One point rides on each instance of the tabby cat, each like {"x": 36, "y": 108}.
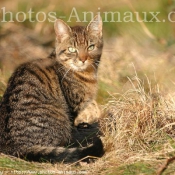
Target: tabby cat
{"x": 44, "y": 96}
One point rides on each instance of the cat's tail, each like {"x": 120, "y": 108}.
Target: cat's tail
{"x": 66, "y": 155}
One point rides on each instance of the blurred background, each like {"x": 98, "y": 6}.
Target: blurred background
{"x": 132, "y": 48}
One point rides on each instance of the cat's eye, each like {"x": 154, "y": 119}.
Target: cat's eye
{"x": 72, "y": 49}
{"x": 91, "y": 47}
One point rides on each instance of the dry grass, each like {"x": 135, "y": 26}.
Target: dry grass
{"x": 136, "y": 73}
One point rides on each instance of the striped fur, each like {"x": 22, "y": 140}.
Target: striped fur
{"x": 43, "y": 98}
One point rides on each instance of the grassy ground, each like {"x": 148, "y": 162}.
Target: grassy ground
{"x": 136, "y": 86}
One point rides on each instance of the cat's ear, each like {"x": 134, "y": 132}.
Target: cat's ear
{"x": 62, "y": 30}
{"x": 95, "y": 26}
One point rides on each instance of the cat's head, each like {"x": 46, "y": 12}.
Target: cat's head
{"x": 79, "y": 48}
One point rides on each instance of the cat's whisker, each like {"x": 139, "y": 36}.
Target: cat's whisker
{"x": 94, "y": 67}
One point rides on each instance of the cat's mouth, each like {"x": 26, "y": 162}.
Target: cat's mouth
{"x": 79, "y": 65}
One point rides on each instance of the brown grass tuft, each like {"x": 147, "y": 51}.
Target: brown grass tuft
{"x": 138, "y": 123}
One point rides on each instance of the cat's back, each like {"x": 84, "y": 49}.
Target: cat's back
{"x": 31, "y": 104}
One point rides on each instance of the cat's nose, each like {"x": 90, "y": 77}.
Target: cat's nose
{"x": 83, "y": 58}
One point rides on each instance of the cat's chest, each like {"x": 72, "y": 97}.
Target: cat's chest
{"x": 78, "y": 93}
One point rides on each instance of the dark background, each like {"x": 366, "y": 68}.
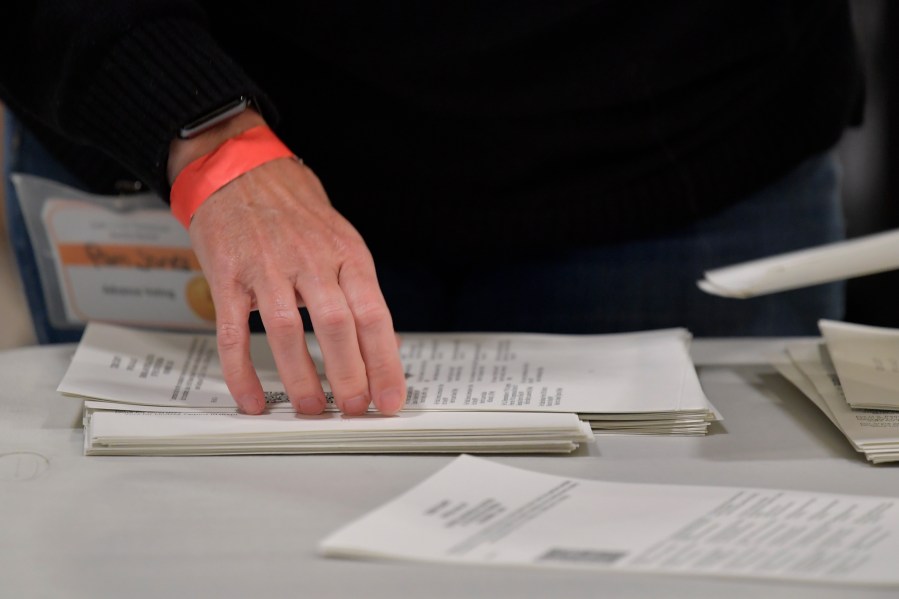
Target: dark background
{"x": 870, "y": 157}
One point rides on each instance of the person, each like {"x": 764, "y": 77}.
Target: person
{"x": 566, "y": 167}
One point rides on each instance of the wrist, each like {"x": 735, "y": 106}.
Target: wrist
{"x": 228, "y": 160}
{"x": 184, "y": 151}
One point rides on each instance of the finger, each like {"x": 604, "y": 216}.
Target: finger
{"x": 377, "y": 340}
{"x": 335, "y": 330}
{"x": 284, "y": 331}
{"x": 233, "y": 337}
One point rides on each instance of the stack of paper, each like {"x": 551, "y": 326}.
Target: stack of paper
{"x": 113, "y": 432}
{"x": 158, "y": 392}
{"x": 481, "y": 513}
{"x": 849, "y": 376}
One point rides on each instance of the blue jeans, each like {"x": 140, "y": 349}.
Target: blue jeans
{"x": 23, "y": 154}
{"x": 639, "y": 285}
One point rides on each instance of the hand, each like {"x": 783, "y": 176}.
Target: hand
{"x": 270, "y": 240}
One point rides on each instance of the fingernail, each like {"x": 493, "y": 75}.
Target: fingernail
{"x": 391, "y": 401}
{"x": 251, "y": 404}
{"x": 356, "y": 405}
{"x": 311, "y": 405}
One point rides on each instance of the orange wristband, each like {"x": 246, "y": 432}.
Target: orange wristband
{"x": 207, "y": 174}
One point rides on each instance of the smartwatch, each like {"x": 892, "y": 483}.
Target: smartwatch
{"x": 214, "y": 117}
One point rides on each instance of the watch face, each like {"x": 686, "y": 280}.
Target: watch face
{"x": 213, "y": 118}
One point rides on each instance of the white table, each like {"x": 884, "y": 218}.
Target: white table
{"x": 221, "y": 527}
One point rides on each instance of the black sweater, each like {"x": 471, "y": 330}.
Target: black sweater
{"x": 518, "y": 124}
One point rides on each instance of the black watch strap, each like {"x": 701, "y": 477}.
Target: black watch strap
{"x": 214, "y": 117}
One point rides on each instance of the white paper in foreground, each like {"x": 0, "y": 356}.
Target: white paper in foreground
{"x": 832, "y": 262}
{"x": 480, "y": 512}
{"x": 624, "y": 373}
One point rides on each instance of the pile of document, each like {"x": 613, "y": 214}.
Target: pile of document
{"x": 852, "y": 375}
{"x": 163, "y": 393}
{"x": 478, "y": 512}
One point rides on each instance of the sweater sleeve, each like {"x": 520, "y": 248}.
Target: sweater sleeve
{"x": 119, "y": 75}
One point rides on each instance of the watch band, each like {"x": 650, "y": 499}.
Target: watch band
{"x": 214, "y": 117}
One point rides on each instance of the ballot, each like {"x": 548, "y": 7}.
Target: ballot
{"x": 642, "y": 382}
{"x": 822, "y": 264}
{"x": 851, "y": 376}
{"x": 476, "y": 511}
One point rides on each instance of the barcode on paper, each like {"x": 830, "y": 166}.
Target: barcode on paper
{"x": 591, "y": 556}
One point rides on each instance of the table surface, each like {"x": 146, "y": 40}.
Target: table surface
{"x": 72, "y": 526}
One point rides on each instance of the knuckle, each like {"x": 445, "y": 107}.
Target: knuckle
{"x": 371, "y": 315}
{"x": 283, "y": 321}
{"x": 230, "y": 336}
{"x": 334, "y": 316}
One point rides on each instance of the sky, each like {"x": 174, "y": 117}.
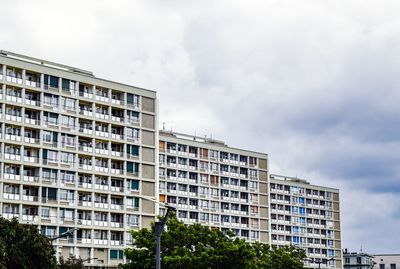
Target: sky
{"x": 313, "y": 83}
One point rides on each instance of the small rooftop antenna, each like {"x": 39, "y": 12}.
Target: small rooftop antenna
{"x": 164, "y": 124}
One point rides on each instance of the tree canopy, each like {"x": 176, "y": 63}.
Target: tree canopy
{"x": 199, "y": 247}
{"x": 22, "y": 246}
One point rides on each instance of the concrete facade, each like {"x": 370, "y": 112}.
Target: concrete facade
{"x": 354, "y": 260}
{"x": 386, "y": 261}
{"x": 76, "y": 152}
{"x": 215, "y": 185}
{"x": 306, "y": 216}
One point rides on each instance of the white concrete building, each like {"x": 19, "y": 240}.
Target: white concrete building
{"x": 76, "y": 151}
{"x": 306, "y": 216}
{"x": 216, "y": 185}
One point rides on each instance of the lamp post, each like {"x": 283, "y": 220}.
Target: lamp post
{"x": 159, "y": 228}
{"x": 64, "y": 234}
{"x": 87, "y": 260}
{"x": 320, "y": 261}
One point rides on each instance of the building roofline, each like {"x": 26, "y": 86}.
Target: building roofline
{"x": 205, "y": 141}
{"x": 62, "y": 67}
{"x": 299, "y": 181}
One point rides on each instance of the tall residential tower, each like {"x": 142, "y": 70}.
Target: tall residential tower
{"x": 77, "y": 151}
{"x": 306, "y": 216}
{"x": 215, "y": 185}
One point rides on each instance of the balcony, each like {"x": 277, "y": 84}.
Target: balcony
{"x": 13, "y": 137}
{"x": 86, "y": 185}
{"x": 8, "y": 215}
{"x": 101, "y": 169}
{"x": 14, "y": 117}
{"x": 32, "y": 139}
{"x": 11, "y": 196}
{"x": 84, "y": 203}
{"x": 32, "y": 121}
{"x": 116, "y": 224}
{"x": 30, "y": 198}
{"x": 14, "y": 77}
{"x": 86, "y": 222}
{"x": 117, "y": 171}
{"x": 101, "y": 96}
{"x": 117, "y": 153}
{"x": 100, "y": 205}
{"x": 31, "y": 159}
{"x": 84, "y": 240}
{"x": 85, "y": 166}
{"x": 85, "y": 130}
{"x": 116, "y": 206}
{"x": 101, "y": 187}
{"x": 14, "y": 98}
{"x": 31, "y": 178}
{"x": 133, "y": 121}
{"x": 32, "y": 102}
{"x": 102, "y": 223}
{"x": 30, "y": 218}
{"x": 12, "y": 157}
{"x": 102, "y": 116}
{"x": 101, "y": 151}
{"x": 100, "y": 241}
{"x": 102, "y": 134}
{"x": 87, "y": 113}
{"x": 116, "y": 242}
{"x": 32, "y": 83}
{"x": 12, "y": 176}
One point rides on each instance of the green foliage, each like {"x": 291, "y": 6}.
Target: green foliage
{"x": 199, "y": 247}
{"x": 71, "y": 263}
{"x": 21, "y": 246}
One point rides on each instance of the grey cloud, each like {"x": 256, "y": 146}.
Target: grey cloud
{"x": 312, "y": 83}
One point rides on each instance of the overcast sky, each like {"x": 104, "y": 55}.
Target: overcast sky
{"x": 314, "y": 84}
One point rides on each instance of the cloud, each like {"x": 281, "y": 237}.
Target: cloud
{"x": 312, "y": 83}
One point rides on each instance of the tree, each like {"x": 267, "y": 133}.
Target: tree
{"x": 22, "y": 246}
{"x": 199, "y": 247}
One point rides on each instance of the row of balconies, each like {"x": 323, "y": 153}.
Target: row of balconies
{"x": 107, "y": 133}
{"x": 55, "y": 123}
{"x": 209, "y": 157}
{"x": 43, "y": 220}
{"x": 174, "y": 151}
{"x": 71, "y": 183}
{"x": 100, "y": 94}
{"x": 310, "y": 195}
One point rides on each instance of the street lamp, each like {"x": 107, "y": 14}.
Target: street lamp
{"x": 87, "y": 260}
{"x": 64, "y": 234}
{"x": 320, "y": 261}
{"x": 159, "y": 228}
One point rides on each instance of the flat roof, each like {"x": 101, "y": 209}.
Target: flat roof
============================================================
§ **Required work**:
Report all lines above with "flat".

§ **Answer to the problem**:
One point rides on each instance of the flat roof, each like {"x": 101, "y": 209}.
Target: flat roof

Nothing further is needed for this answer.